• **Source data**
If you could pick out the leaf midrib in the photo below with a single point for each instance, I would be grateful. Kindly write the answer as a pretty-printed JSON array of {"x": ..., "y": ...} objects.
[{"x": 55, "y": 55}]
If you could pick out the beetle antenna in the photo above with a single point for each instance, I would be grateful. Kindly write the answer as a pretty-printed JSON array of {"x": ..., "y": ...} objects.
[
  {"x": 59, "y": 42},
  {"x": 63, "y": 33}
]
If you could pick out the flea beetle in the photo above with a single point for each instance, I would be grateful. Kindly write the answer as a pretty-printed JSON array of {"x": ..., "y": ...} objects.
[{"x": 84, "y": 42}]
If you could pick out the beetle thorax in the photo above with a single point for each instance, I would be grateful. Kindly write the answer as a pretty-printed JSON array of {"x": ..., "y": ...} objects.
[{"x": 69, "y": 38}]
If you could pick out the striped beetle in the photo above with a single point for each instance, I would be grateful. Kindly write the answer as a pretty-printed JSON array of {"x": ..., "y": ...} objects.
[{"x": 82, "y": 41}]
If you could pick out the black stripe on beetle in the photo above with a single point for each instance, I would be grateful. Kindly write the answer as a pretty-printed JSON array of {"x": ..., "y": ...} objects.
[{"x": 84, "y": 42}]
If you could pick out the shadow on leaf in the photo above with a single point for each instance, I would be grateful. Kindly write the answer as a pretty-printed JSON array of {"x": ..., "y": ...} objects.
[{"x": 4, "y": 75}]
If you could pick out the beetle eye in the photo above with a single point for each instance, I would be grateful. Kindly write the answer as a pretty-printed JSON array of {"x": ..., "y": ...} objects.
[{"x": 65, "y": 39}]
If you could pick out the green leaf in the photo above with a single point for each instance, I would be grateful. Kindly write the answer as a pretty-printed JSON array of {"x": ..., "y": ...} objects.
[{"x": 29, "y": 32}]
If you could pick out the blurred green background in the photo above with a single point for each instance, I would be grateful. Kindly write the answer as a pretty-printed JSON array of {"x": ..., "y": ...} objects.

• **GIVEN PROBLEM**
Reproduce, word for word, only the lines from the one that contains "If you could pick out the beetle antenna" through the final line.

• **EXERCISE OUTPUT**
If you could pick out the beetle antenna in the photo above with a single point for each instance, I would be grateful. Kindly write the answer as a pretty-printed JSON array of {"x": ..., "y": ...} objects.
[
  {"x": 59, "y": 42},
  {"x": 63, "y": 33}
]
If you could pick out the flea beetle in the photo above with a single point for each instance, I would be grateful. Kindly write the answer as a pretty-printed JSON array of {"x": ..., "y": ...} objects.
[{"x": 84, "y": 42}]
If you could pick out the beetle thorax in the photo above with a single point for each instance, I would be grateful. Kindly write the answer as a pretty-printed JSON array of {"x": ..., "y": ...} objects.
[{"x": 69, "y": 38}]
If you could pick out the striped beetle in the photo above with a single point for each instance, I would be grateful. Kindly write the answer as a pretty-printed JSON array of {"x": ..., "y": ...} objects.
[{"x": 82, "y": 41}]
If you could pick out the black stripe on beetle in the photo above with a single point for each instance, I would be grateful. Kindly write the answer as a pretty-printed JSON array of {"x": ..., "y": ...} objects.
[{"x": 84, "y": 42}]
If you could pick out the shadow on leaf in the photo above with a single point for each instance, I would be grateful. Kindly write the answer as a pretty-printed JSON array of {"x": ..., "y": ...} objects.
[{"x": 4, "y": 75}]
If you could pick out the beetle eye in the photo above with a single point for each instance, I would be grateful. Kindly write the answer as a pretty-printed JSON array of {"x": ..., "y": ...} objects.
[{"x": 65, "y": 39}]
If you could pick out the green leaf in the photo above with a single point for each instance, I would be grateful. Kindly write the answer as a pretty-printed JSON array of {"x": ..., "y": ...} objects.
[{"x": 29, "y": 32}]
If you could pick out the blurred green background in the photo above with a single point for each instance, I would be grateful. Kindly write the answer as a pretty-printed JSON array of {"x": ..., "y": ...} objects.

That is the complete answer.